··· RECORDS TO USE

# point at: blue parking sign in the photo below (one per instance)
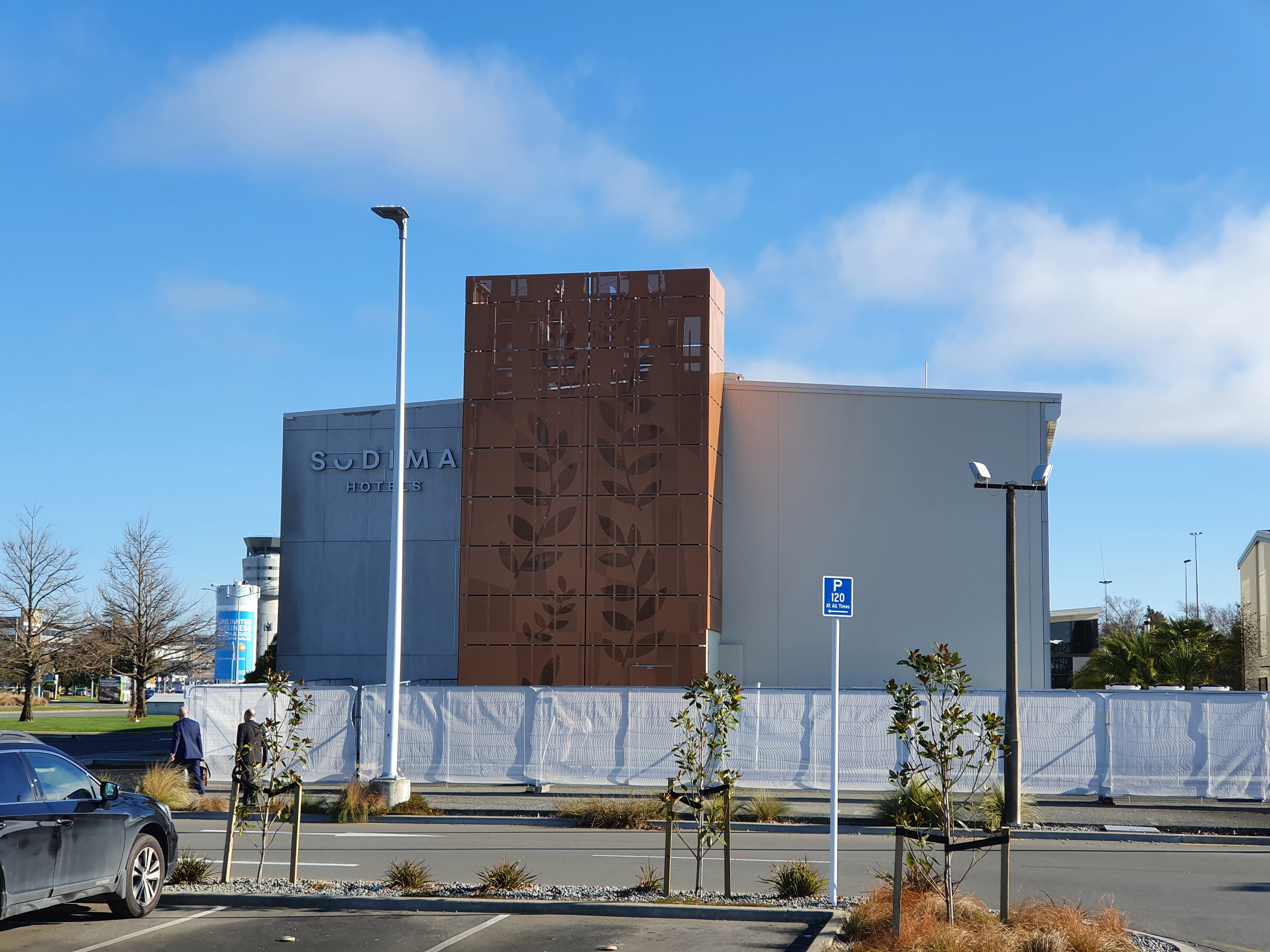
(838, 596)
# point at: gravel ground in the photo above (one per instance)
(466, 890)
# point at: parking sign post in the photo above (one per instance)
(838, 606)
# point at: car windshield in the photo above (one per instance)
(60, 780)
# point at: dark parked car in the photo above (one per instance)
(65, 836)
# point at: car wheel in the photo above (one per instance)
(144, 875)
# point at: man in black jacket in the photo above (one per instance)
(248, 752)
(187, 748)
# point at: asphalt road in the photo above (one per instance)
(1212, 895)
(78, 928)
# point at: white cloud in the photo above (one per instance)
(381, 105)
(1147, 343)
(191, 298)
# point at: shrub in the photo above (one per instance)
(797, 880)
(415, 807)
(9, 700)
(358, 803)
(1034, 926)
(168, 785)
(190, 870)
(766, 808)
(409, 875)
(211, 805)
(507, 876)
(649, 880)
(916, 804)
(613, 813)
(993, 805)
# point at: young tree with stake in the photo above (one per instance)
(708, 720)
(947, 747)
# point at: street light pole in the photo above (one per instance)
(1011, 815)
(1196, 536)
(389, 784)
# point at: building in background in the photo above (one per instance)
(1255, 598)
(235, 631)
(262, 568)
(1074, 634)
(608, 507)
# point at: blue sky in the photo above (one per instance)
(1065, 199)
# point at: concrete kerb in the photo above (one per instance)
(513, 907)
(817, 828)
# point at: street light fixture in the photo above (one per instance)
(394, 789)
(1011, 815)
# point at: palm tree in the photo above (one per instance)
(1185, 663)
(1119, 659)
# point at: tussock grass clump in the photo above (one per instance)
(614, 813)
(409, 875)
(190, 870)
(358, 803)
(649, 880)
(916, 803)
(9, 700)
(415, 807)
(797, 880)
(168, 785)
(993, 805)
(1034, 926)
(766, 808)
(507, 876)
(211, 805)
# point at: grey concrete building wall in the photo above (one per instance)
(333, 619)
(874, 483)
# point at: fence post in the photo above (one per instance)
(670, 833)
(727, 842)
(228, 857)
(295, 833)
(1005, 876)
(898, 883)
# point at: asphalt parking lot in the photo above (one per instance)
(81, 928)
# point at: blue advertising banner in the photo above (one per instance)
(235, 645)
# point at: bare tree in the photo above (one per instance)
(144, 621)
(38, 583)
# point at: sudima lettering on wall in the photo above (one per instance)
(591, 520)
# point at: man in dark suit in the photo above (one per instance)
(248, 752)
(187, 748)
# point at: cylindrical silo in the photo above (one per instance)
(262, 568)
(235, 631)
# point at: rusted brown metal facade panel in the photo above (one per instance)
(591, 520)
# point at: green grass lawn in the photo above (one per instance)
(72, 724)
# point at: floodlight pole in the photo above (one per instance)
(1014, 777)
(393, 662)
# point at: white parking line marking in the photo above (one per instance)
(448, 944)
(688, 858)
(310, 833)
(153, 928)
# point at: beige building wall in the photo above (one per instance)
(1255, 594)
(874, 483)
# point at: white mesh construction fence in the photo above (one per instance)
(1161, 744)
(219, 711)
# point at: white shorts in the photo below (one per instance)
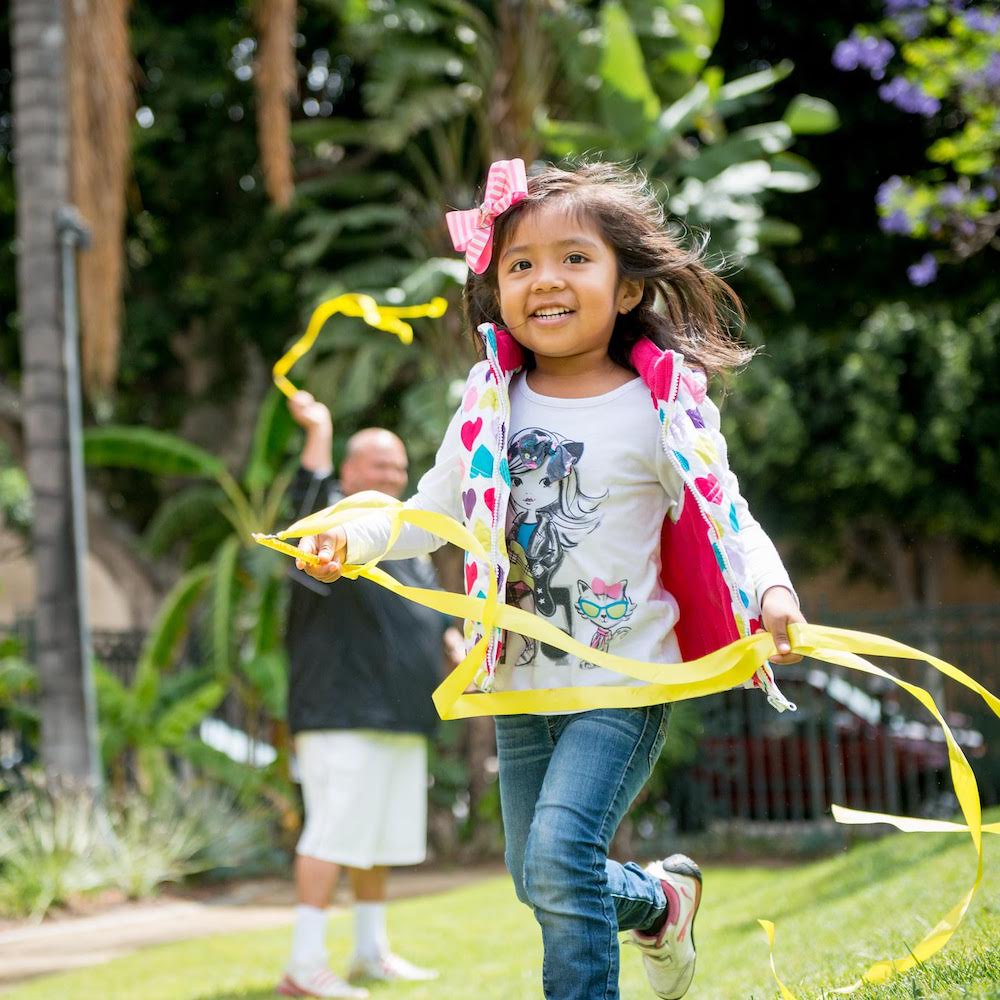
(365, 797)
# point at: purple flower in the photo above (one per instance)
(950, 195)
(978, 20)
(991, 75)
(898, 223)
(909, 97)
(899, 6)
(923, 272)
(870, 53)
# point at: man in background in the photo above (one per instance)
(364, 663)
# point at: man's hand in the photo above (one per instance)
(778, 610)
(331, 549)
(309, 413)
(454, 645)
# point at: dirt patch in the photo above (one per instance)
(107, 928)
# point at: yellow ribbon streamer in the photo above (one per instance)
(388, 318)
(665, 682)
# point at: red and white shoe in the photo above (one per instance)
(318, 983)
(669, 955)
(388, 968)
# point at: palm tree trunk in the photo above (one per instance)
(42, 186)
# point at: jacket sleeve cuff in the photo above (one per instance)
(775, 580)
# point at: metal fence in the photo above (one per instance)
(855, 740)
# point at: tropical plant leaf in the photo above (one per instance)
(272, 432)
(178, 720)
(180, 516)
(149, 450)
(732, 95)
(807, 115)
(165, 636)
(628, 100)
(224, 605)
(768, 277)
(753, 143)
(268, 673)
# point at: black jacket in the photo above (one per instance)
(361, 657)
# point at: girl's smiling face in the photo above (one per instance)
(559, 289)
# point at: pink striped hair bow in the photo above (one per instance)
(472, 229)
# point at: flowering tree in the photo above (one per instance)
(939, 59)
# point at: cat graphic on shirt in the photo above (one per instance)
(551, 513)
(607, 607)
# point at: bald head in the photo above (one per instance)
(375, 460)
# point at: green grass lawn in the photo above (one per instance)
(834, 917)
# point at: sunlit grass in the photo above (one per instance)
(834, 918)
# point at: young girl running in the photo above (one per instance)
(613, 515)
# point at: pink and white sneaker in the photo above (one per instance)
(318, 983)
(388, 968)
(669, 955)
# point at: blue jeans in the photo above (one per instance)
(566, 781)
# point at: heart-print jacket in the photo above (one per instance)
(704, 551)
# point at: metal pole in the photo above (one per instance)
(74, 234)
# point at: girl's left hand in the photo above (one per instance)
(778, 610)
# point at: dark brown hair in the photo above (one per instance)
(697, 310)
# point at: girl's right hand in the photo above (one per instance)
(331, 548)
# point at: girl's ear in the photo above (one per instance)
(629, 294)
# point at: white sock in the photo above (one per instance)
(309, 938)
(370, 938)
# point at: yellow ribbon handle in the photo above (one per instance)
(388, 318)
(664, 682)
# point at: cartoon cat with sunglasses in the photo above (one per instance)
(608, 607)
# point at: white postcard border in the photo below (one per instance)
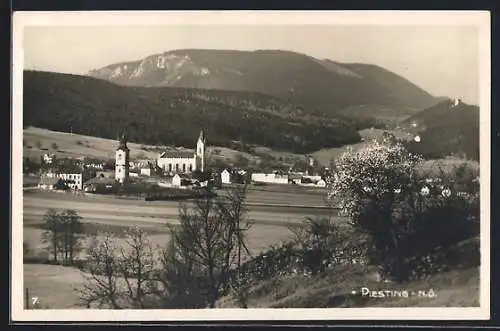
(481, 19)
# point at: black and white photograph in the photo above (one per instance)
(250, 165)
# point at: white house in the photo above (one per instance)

······

▶ _EXERCISE DETAILS_: Each record above, in full: return it exactly, pictures excluded.

▶ _OUTPUT BELOW_:
# point at: blue parking sign in the photo below (one per instance)
(838, 596)
# point at: gravel ground in the photo above (one per instance)
(466, 890)
# point at: parking sign post in the photo above (one per instance)
(838, 606)
# point at: car windshield in the photo above (one per instance)
(60, 780)
# point at: dark parked car in the photo above (one per instance)
(65, 836)
# point at: car wheel in the photo above (one per instance)
(144, 875)
# point at: man in black jacket in the photo above (one per instance)
(248, 752)
(187, 748)
# point at: asphalt road in the photo above (one per instance)
(1212, 895)
(78, 928)
# point at: white cloud in the photo above (one per instance)
(381, 105)
(1147, 343)
(191, 298)
# point at: shrub in the photo above (one per instance)
(797, 880)
(415, 807)
(9, 700)
(358, 803)
(1034, 926)
(168, 785)
(190, 870)
(766, 808)
(409, 875)
(211, 805)
(507, 876)
(649, 880)
(916, 804)
(613, 813)
(993, 805)
# point at: young tree with stake in the photo above (one per instance)
(708, 720)
(947, 747)
# point at: street light pole in the photo above (one per instance)
(1011, 815)
(1196, 536)
(389, 784)
# point at: building in background in the photo above (one per instance)
(1255, 598)
(235, 631)
(262, 568)
(1074, 634)
(608, 507)
# point at: blue sky in the photo above (one per instance)
(1065, 199)
# point at: concrete kerb in the photo above (one per instance)
(513, 907)
(817, 828)
# point at: street light fixture in the photo above (one per instance)
(394, 789)
(1011, 815)
# point at: palm tree in the photo above (one per instance)
(1185, 663)
(1119, 659)
# point at: tussock grass clump in the photo above (one per instance)
(614, 813)
(409, 875)
(190, 870)
(358, 803)
(649, 880)
(916, 803)
(9, 700)
(415, 807)
(797, 880)
(168, 785)
(993, 805)
(1034, 926)
(766, 808)
(507, 876)
(211, 805)
# point at: grey concrete building wall in the photo above (one per instance)
(333, 619)
(874, 483)
# point at: fence post in the photo above (one per instance)
(670, 833)
(727, 842)
(228, 857)
(295, 833)
(1005, 876)
(898, 883)
# point at: asphalt parking lot in the photo above (one per instance)
(81, 928)
# point at: blue advertising banner in the photo above (one per instance)
(235, 645)
# point at: bare tree in the photo above (one per instance)
(144, 621)
(38, 583)
# point at: sudima lettering on wall in the photo above (one per instance)
(591, 520)
# point at: man in dark suit in the photo above (one per instance)
(248, 752)
(187, 748)
# point at: cylindrical silo in the photo above (one per instance)
(262, 568)
(235, 631)
# point at: rusted brown metal facade panel in the photo above (one per instance)
(591, 520)
# point at: green grass lawn in the photo above (one per instance)
(72, 724)
# point at: floodlight pole in the photo above (one per instance)
(1014, 777)
(393, 662)
# point at: white parking line marking in the photo above (one per instance)
(448, 944)
(688, 858)
(310, 833)
(153, 928)
# point at: beige building wall in the photo above (one per instance)
(1255, 594)
(874, 483)
# point at: white mesh construction fence in the photo above (one per instance)
(1161, 744)
(219, 711)
# point at: white shorts in the photo below (one per instance)
(365, 797)
# point at: purple flower in the photo above (one per instance)
(950, 195)
(978, 20)
(991, 75)
(898, 223)
(909, 97)
(899, 6)
(923, 272)
(870, 53)
# point at: man in background in the photo above (one per instance)
(364, 663)
# point at: man's hand in the photo above (one per instance)
(778, 610)
(331, 549)
(309, 413)
(454, 645)
# point at: dirt patch in the photo above (one per instance)
(107, 928)
# point at: yellow ribbon streamer in the photo above (one per instance)
(388, 318)
(665, 682)
# point at: red and white shoe in the photo above (one per instance)
(318, 983)
(669, 955)
(388, 968)
# point at: palm tree trunk in the photo above (one per instance)
(42, 186)
# point at: jacket sleeve cuff in the photo above (one per instance)
(775, 580)
# point at: metal fence in the photo above (one per instance)
(855, 740)
# point at: tropical plant leaf in the photo above (one per instance)
(272, 432)
(178, 720)
(180, 516)
(149, 450)
(732, 95)
(807, 115)
(165, 636)
(628, 100)
(224, 605)
(768, 277)
(753, 143)
(268, 673)
# point at: black jacket in the photo above (one per instance)
(361, 657)
# point at: girl's smiling face in the photo above (one per instance)
(559, 289)
# point at: pink striped hair bow in the photo above (one per instance)
(472, 229)
# point at: flowering tree in the photo above (one per instance)
(939, 59)
# point at: cat graphic on shirt in the photo above (one per instance)
(551, 513)
(607, 607)
# point at: bald head in the photo above (one per instance)
(375, 460)
# point at: green grass lawn in the photo above (one per instance)
(834, 917)
# point at: sunlit grass in the photo above (one per instance)
(834, 918)
# point at: young girl running in the photo above (one per instance)
(613, 515)
# point at: pink and white sneaker in the photo above (one per instance)
(318, 983)
(388, 968)
(669, 955)
# point at: blue jeans in the photo above (one per instance)
(566, 781)
# point at: heart-print jacket in the photo above (one per instance)
(704, 551)
# point at: metal pole in the photo above (one per instance)
(74, 234)
# point at: girl's left hand in the photo above (one per instance)
(778, 610)
# point at: dark brown hair in the photo above (one per instance)
(697, 310)
# point at: girl's right hand in the photo above (one per instance)
(331, 548)
# point at: girl's ear in the photo above (one per instance)
(629, 294)
# point at: white sock in the photo above (one per instance)
(309, 938)
(370, 938)
# point at: yellow ribbon handle in the photo above (one per instance)
(388, 318)
(664, 682)
# point at: cartoon cat with sunglasses in the photo above (one per instance)
(608, 607)
# point at: white postcard border in the photo below (one per instance)
(481, 19)
# point at: black and white photograph in the photo above (one per instance)
(250, 165)
# point at: white house in the photo above (one per instance)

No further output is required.